## Objective
The entries below are to be transcribed in full, without their images.

## Entries supplied
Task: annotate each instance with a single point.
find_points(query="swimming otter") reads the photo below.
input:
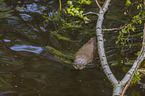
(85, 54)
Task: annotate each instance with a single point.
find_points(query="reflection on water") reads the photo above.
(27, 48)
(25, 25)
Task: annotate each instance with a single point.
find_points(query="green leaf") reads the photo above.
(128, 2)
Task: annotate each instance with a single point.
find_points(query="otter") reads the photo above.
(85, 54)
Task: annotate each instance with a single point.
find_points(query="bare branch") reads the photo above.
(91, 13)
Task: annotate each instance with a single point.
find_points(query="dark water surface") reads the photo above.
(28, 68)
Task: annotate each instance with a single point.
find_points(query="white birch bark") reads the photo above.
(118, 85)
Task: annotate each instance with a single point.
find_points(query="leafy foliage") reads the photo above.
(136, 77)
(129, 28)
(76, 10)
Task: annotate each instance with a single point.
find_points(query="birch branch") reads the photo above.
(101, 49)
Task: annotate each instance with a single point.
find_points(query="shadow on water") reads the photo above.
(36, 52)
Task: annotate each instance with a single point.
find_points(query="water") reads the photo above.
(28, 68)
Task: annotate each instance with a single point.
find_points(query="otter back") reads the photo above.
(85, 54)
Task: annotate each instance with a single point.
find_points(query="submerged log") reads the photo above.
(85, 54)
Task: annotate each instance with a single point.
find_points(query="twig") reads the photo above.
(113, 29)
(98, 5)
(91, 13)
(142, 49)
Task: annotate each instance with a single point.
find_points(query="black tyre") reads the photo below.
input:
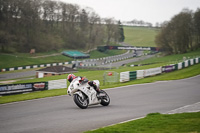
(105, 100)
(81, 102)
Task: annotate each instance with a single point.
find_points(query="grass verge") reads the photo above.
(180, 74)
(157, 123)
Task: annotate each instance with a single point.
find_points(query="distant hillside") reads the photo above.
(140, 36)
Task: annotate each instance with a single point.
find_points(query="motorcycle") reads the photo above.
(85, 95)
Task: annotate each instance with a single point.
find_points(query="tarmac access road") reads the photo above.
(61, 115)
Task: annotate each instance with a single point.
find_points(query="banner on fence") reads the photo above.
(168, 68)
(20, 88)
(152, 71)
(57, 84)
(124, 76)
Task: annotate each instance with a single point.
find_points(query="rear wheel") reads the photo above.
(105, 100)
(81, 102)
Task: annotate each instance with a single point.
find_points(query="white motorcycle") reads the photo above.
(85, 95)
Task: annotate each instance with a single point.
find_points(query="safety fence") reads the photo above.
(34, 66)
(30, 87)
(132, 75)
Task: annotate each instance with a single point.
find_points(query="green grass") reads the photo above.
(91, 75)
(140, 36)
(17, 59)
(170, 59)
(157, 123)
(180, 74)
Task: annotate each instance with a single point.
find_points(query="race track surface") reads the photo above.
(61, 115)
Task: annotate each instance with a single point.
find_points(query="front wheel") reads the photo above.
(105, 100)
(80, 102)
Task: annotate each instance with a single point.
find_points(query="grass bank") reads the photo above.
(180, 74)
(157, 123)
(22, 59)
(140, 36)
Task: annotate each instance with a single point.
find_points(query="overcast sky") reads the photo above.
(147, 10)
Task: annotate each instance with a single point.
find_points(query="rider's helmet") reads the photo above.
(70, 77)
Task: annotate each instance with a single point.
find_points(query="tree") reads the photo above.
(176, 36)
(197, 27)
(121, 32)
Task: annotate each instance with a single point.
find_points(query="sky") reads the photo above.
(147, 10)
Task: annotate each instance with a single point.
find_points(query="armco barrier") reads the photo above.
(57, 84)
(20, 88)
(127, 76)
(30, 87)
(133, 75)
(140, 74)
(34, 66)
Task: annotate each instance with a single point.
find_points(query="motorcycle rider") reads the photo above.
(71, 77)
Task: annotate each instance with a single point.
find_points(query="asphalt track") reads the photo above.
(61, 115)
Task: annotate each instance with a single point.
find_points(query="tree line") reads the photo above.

## Task response
Task: annotate each instance with a single point.
find_points(query="swimming otter") reads the photo below.
input:
(85, 54)
Task: annotate each instance with a single point.
find_points(query="reflection on water") reads the photo above.
(27, 48)
(25, 25)
Task: annotate each instance with a single point.
find_points(query="green leaf") reads the photo above.
(128, 2)
Task: annotate each instance with a single point.
find_points(query="otter") reads the photo above.
(85, 54)
Task: annotate each instance with a single point.
find_points(query="bare branch") reads the photo above.
(91, 13)
Task: annotate each instance with a single point.
find_points(query="dark water surface") reads the photo above.
(28, 68)
Task: annotate each instance with a single point.
find_points(query="white birch bark") reads the photo above.
(118, 85)
Task: annotate each instance with a single point.
find_points(query="leafy foliage") reads the photo above.
(136, 77)
(129, 28)
(76, 10)
Task: annotate each instance with a single point.
find_points(query="birch branch") reads the photo above.
(101, 49)
Task: annotate each instance with a single point.
find_points(query="shadow on water") reads the photo above.
(36, 52)
Task: annotate each instance with a single point.
find_points(query="water") reads the photo above.
(28, 68)
Task: annotate each instance with a single point.
find_points(query="otter back") reads the photo above.
(85, 54)
Task: annotate each instance with a single point.
find_points(query="submerged log") reads the photo above.
(85, 54)
Task: annotate each instance with a single point.
find_points(query="twig") reads the photo above.
(113, 29)
(98, 5)
(91, 13)
(142, 49)
Task: annotate each instance with a single point.
find_points(query="black tyre") reads the photo below.
input:
(105, 100)
(81, 102)
Task: annotate each instance with a single point.
find_points(query="grass verge") reads the photo above.
(180, 74)
(157, 123)
Task: annotate each instance with a single point.
find_points(query="distant hillside") reads the photo above.
(140, 36)
Task: annotate each instance with a single point.
find_points(query="motorcycle") reads the photo above.
(85, 95)
Task: annotate each instance with a single point.
find_points(query="tarmac access road") reads the photo above.
(61, 115)
Task: annotate each instance with a single point.
find_points(query="banner on fence") reads the photo above.
(168, 68)
(20, 88)
(152, 71)
(57, 84)
(124, 76)
Task: annotate each instance with a single point.
find_points(query="rear wheel") reads the photo above.
(105, 100)
(81, 102)
Task: annotate each instance with a single point.
find_points(query="white motorcycle") reads the photo above.
(85, 95)
Task: annotate each instance with a single point.
find_points(query="safety fence") reads the photo above.
(34, 66)
(30, 87)
(132, 75)
Task: annotate each instance with a single point.
find_points(query="green grass") reads the photo above.
(91, 75)
(140, 36)
(17, 59)
(170, 59)
(157, 123)
(180, 74)
Task: annotate each instance with a single point.
find_points(query="race track surface") reads the photo above.
(61, 115)
Task: annotate each instance with a single point.
find_points(query="front wheel") reads the photo above.
(105, 100)
(80, 102)
Task: annotate each instance with a single point.
find_points(query="grass bank") reads the photo above.
(180, 74)
(157, 123)
(22, 59)
(140, 36)
Task: annotate each instance with a single point.
find_points(query="overcast sky") reads the photo above.
(147, 10)
Task: annotate each instance with a single point.
find_points(query="rider's helmet") reads the photo above.
(70, 77)
Task: annotate each instance with a single point.
find_points(query="tree") reads the photo above.
(176, 36)
(197, 27)
(121, 32)
Task: annotate each instance with a single point.
find_points(query="sky") reads the photo above.
(147, 10)
Task: annotate each instance with a single point.
find_points(query="armco barrier") reads the photo above.
(57, 84)
(20, 88)
(127, 76)
(30, 87)
(133, 75)
(140, 74)
(34, 66)
Task: annotate each instance with a single point.
find_points(query="motorcycle rider") reads the photo above.
(71, 77)
Task: annotate each instance with a single point.
find_points(query="asphalt track") reads the photo above.
(61, 115)
Task: annotate each instance with a single point.
find_points(query="tree line") reads the photo above.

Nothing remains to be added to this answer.